(STATED GOAL 1) Reproduce the records word for word, starting at the line that contains "of the mist" and continuing through the final line of the records.
--- START GIVEN PASSAGE ---
# Places to buy Zoanthids and others



## Phormium (Dec 28, 2012)

So I am ready to start introducing livestock to my 75 gal tank and I've been looking all over the Internet to try and find places that sell things I might be interested in. I already know that I want some certain Zoanthids/Palythoas and some softies (as I am doing a colour-themed tank) and some Dendrophyllia, Duncan and, well I just don't know yet what elese.
This has probably been talked about in the past, but I'm just wondering where/how people normally shop and browse. What options are there? Oceanic Corals, Fragbox, Fragalot, Fragcave, J+L, BigShowFrags, MadJelly Corals. Does anyone have any opinions on this or have I already answered my own question?


----------



## JTang (Apr 21, 2010)

Zoas n palys, especially nice color ones, are damn expensive at JL n some other LFS. Online frags are risky sometimes. You never know what you will be getting even they are WYSIWYG. I have only dealt with Fragalot n Fragbox. If I'm gonna do another Group Buy, Fragbox will be my choice.

The cheapest way though (if you're not in a rush) is to get them through members. Lot of us are crazy zoas n paly collectors. Just post a LF and see what's out there...


----------



## scott tang (Jan 29, 2012)

<<< crazy zoa and paly colector 


frag box gets my vote im hoping for another gb soon !


----------



## SeaHorse_Fanatic (Apr 22, 2010)

PM sent...


----------
--- END GIVEN PASSAGE ---
--- START INPUT ROWS ---
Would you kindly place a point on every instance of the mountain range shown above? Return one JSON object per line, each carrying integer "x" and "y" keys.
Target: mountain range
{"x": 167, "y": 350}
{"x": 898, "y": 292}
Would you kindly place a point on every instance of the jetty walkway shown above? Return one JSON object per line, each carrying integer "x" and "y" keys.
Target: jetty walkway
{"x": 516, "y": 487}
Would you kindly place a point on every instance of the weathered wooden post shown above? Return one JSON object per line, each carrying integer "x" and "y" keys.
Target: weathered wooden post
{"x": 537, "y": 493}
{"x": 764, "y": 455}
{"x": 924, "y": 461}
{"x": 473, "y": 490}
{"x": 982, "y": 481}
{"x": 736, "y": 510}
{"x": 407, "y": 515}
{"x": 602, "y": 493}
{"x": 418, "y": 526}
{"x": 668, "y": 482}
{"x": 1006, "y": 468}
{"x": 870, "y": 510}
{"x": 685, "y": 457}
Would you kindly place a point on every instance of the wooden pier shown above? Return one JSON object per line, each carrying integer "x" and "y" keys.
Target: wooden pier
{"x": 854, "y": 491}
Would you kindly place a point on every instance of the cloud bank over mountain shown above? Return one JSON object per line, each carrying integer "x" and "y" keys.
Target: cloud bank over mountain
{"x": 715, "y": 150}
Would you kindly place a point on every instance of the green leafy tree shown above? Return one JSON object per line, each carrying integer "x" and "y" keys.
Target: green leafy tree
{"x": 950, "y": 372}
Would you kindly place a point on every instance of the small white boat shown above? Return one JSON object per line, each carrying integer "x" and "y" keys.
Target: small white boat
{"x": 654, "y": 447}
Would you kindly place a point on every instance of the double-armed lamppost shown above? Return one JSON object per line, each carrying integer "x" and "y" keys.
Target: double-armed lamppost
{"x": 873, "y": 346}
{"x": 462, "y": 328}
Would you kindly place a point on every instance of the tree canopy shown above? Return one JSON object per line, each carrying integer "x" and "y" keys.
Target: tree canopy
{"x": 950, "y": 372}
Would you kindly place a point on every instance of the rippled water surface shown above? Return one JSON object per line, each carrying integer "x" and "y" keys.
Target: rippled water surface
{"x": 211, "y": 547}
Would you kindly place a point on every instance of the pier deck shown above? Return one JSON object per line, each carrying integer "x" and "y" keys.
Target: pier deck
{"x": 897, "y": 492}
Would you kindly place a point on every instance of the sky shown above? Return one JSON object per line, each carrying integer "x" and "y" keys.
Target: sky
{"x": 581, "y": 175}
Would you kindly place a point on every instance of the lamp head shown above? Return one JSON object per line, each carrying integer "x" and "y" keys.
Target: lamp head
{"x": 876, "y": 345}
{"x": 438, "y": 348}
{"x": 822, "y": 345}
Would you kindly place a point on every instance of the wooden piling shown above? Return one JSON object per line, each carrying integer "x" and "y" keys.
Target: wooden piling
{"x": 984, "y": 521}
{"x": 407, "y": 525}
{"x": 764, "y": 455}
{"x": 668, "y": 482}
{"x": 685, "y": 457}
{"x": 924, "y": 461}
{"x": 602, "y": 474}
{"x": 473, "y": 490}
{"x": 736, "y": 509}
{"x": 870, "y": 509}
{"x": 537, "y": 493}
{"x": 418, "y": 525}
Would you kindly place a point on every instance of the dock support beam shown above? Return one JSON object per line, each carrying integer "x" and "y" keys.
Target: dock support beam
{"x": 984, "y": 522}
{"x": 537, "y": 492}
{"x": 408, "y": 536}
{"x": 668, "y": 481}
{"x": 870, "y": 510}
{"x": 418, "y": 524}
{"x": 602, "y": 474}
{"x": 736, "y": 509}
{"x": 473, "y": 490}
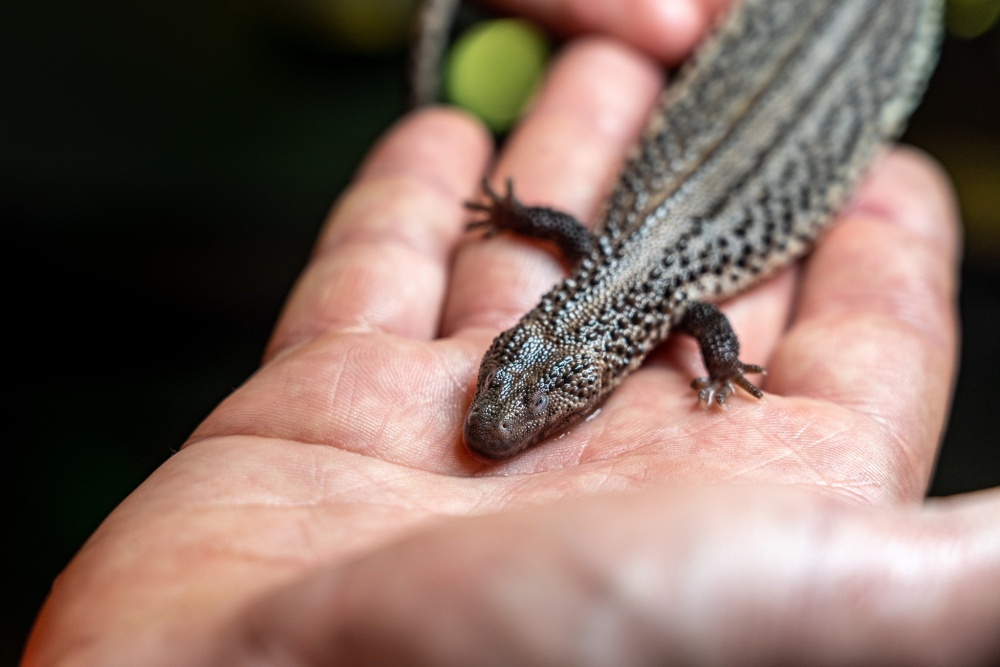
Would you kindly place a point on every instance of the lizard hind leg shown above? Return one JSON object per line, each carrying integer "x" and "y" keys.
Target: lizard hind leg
{"x": 720, "y": 351}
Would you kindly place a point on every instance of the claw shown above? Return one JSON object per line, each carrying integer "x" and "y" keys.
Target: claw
{"x": 720, "y": 389}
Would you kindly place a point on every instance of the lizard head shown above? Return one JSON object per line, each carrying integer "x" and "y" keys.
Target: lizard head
{"x": 528, "y": 388}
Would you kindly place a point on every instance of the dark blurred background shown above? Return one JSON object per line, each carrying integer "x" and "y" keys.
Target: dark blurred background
{"x": 164, "y": 167}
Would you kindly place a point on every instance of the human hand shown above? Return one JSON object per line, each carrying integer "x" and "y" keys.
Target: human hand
{"x": 327, "y": 513}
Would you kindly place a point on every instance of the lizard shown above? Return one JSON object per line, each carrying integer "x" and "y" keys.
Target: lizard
{"x": 746, "y": 158}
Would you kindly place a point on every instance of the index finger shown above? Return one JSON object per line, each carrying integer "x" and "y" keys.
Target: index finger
{"x": 876, "y": 327}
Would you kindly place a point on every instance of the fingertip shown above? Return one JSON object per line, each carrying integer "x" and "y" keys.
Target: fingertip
{"x": 446, "y": 141}
{"x": 908, "y": 188}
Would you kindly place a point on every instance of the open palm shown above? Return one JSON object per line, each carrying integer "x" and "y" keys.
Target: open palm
{"x": 319, "y": 514}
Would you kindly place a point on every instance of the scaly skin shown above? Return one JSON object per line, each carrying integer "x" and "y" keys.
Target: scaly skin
{"x": 744, "y": 161}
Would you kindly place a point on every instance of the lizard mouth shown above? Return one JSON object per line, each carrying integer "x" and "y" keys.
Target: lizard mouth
{"x": 491, "y": 438}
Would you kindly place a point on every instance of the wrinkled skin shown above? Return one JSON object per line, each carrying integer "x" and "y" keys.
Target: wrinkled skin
{"x": 327, "y": 512}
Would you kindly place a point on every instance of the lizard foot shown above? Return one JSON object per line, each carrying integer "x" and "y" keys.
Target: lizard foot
{"x": 502, "y": 211}
{"x": 720, "y": 389}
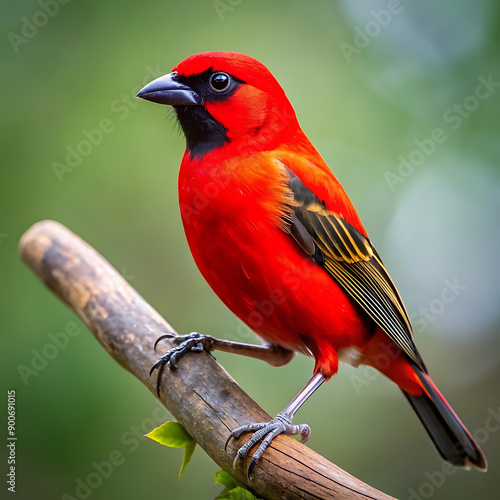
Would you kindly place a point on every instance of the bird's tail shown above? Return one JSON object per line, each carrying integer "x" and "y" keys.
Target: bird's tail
{"x": 453, "y": 441}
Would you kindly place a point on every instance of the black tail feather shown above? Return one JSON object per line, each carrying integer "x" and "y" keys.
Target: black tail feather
{"x": 451, "y": 438}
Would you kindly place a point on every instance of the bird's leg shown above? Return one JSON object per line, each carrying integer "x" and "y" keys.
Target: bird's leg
{"x": 281, "y": 424}
{"x": 273, "y": 354}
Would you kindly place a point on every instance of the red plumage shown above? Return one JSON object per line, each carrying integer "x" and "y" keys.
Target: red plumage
{"x": 290, "y": 257}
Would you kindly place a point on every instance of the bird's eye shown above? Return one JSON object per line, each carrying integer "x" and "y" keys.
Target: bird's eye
{"x": 220, "y": 81}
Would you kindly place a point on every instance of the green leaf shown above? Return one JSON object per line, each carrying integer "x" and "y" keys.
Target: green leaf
{"x": 222, "y": 477}
{"x": 171, "y": 434}
{"x": 188, "y": 453}
{"x": 239, "y": 493}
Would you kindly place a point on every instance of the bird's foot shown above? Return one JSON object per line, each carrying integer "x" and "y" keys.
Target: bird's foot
{"x": 194, "y": 342}
{"x": 267, "y": 431}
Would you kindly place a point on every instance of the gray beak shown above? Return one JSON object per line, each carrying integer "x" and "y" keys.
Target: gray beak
{"x": 165, "y": 90}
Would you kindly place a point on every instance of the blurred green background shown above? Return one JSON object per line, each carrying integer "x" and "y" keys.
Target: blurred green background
{"x": 371, "y": 84}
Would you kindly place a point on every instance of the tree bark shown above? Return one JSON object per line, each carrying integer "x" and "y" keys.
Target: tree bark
{"x": 200, "y": 394}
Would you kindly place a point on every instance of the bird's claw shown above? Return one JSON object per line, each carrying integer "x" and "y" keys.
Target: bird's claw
{"x": 194, "y": 342}
{"x": 266, "y": 432}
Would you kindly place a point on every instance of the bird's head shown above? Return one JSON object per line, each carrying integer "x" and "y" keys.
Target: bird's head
{"x": 225, "y": 99}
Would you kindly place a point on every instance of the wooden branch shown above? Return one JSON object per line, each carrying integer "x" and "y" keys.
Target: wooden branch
{"x": 200, "y": 394}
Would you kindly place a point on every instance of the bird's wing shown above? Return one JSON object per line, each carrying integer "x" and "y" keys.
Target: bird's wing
{"x": 351, "y": 260}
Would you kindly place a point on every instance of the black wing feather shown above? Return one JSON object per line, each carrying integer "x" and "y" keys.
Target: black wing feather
{"x": 352, "y": 261}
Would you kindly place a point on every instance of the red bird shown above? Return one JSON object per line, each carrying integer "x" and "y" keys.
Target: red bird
{"x": 278, "y": 240}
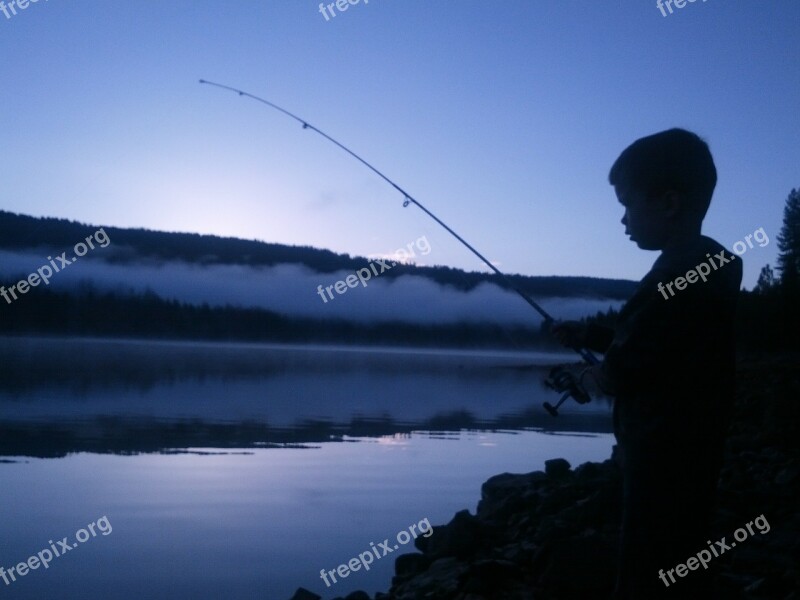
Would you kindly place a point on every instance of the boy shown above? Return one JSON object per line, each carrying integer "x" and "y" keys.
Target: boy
{"x": 669, "y": 363}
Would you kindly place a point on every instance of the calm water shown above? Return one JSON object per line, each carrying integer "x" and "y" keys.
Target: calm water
{"x": 240, "y": 471}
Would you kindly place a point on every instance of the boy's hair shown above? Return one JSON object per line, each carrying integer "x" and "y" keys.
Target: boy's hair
{"x": 671, "y": 160}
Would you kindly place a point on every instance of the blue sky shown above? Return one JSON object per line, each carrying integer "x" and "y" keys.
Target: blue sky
{"x": 502, "y": 118}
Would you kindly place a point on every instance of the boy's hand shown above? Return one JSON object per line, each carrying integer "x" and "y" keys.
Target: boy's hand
{"x": 571, "y": 334}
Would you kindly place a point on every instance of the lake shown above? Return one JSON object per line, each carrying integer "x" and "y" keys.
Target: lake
{"x": 243, "y": 470}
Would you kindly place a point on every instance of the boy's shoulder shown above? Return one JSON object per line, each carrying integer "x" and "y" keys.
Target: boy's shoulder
{"x": 704, "y": 259}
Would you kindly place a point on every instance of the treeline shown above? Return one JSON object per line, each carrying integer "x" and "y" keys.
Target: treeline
{"x": 768, "y": 317}
{"x": 130, "y": 246}
{"x": 90, "y": 312}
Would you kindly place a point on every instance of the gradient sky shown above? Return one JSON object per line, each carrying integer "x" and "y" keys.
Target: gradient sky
{"x": 502, "y": 118}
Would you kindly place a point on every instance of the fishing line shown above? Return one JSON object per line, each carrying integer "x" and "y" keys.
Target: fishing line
{"x": 409, "y": 199}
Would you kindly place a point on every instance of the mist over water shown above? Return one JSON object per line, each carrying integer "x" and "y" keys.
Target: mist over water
{"x": 263, "y": 462}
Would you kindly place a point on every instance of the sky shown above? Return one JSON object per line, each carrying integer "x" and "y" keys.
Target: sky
{"x": 501, "y": 118}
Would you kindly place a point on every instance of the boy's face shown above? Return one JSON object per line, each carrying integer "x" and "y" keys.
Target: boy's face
{"x": 646, "y": 219}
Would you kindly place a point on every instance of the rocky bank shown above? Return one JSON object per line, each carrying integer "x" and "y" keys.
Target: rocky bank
{"x": 553, "y": 534}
--- END INPUT ROWS ---
(STATED GOAL 2) In the forum thread on where to buy Zoanthids, which two online sellers does JTang say he has dealt with?

(WORKED ANSWER 1)
Would you kindly place a point on every instance of the mist over water shown above? Return one JSON object per line, each carrying integer "x" and "y" keys.
Target: mist over water
{"x": 263, "y": 462}
Would you kindly place a point on every instance of the sky shown above? Return one JSON object per line, each carrying integer "x" and "y" keys.
Target: sky
{"x": 501, "y": 118}
Would you kindly place a point on every instance of the boy's face shown above? Return one JSON object per line, each carrying integer "x" and "y" keys.
Target: boy's face
{"x": 646, "y": 219}
Would you kindly place a point on every instance of the rocky bank shown above? Return one JSON object per line, each carrying integer "x" and "y" keys.
Target: rocky bank
{"x": 553, "y": 534}

(WORKED ANSWER 2) Fragalot and Fragbox.